# Named object pointing entries
========
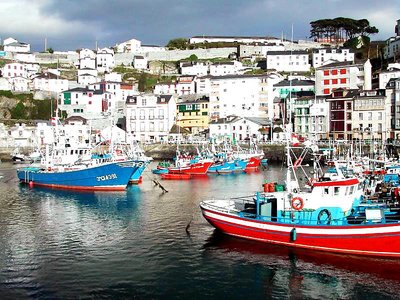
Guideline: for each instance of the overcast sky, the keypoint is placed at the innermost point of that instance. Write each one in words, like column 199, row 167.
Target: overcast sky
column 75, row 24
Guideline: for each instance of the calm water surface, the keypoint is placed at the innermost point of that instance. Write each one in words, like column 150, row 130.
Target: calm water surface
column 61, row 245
========
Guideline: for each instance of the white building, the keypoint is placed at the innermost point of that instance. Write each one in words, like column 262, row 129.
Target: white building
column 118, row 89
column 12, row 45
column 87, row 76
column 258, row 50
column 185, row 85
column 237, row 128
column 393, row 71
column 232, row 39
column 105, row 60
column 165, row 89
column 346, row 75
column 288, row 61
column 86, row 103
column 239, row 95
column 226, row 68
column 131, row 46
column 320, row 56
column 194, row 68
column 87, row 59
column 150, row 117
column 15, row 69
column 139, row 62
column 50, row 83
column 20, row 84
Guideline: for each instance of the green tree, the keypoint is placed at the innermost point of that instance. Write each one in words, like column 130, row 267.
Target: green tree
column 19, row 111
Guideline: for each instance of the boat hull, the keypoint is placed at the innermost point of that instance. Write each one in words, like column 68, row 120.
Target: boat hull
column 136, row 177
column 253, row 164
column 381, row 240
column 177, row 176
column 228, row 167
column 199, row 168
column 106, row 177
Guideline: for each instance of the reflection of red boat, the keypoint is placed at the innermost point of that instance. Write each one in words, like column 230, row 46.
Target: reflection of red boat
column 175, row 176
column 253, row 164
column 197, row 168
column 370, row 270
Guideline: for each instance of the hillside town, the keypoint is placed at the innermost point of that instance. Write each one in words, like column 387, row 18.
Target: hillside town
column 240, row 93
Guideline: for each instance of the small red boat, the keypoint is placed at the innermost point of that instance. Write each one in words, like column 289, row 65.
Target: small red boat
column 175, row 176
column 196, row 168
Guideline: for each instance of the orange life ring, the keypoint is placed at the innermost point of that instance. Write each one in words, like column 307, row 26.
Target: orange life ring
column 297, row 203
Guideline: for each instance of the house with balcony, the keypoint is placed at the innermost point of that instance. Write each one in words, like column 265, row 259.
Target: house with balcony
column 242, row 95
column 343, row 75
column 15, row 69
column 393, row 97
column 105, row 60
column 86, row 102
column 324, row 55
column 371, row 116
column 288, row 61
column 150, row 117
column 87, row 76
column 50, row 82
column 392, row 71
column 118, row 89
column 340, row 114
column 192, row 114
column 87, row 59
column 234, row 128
========
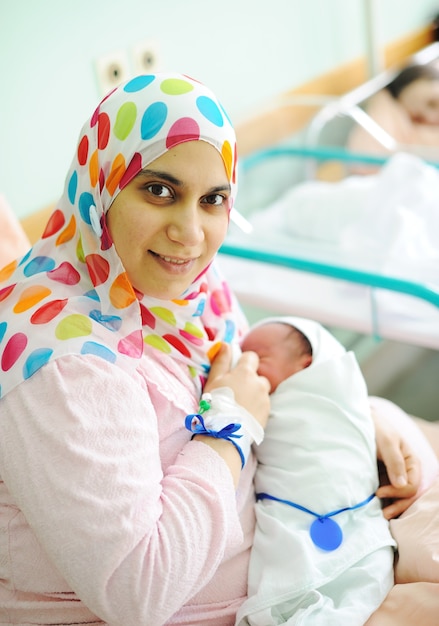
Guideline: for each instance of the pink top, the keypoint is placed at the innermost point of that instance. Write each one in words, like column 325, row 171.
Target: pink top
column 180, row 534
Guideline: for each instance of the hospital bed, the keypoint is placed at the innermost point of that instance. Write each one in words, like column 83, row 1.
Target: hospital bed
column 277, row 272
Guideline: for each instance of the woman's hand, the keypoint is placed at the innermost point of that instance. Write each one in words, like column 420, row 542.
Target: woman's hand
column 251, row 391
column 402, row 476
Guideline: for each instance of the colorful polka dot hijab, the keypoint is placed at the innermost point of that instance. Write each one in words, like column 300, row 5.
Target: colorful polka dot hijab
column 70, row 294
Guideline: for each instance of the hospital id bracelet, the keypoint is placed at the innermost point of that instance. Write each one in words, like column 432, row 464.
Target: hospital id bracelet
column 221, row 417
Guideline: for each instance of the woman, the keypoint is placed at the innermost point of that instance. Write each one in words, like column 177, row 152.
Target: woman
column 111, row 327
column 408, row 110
========
# What you will do
Restate the records from the line containing "Guideline: for each instance of the green" through the line containing "column 240, row 93", substituting "vessel hull" for each occurrence of "boat hull" and leaving everything else unchanged. Return only those lines.

# Response to this task
Guideline: for each instance of the green tree, the keypoint is placed at the innermost point of that instance. Write each one in words, like column 130, row 267.
Target: green tree
column 19, row 111
Guideline: for each instance of the vessel hull, the keypoint is placed at the innermost point of that instance. Write each one in words, like column 68, row 120.
Target: vessel hull
column 136, row 177
column 253, row 164
column 381, row 240
column 177, row 176
column 228, row 167
column 199, row 168
column 106, row 177
Guideline: for each instance of the reflection of red boat, the keypoint is placed at the innermost point of that instance. Write each one in words, like column 230, row 46.
Target: reflection of red boat
column 175, row 176
column 253, row 164
column 197, row 168
column 370, row 270
Guideline: for each instance of the hillside town, the keypoint is placed at the innermost point of that instance. Write each one in words, like column 387, row 18.
Target: hillside town
column 240, row 93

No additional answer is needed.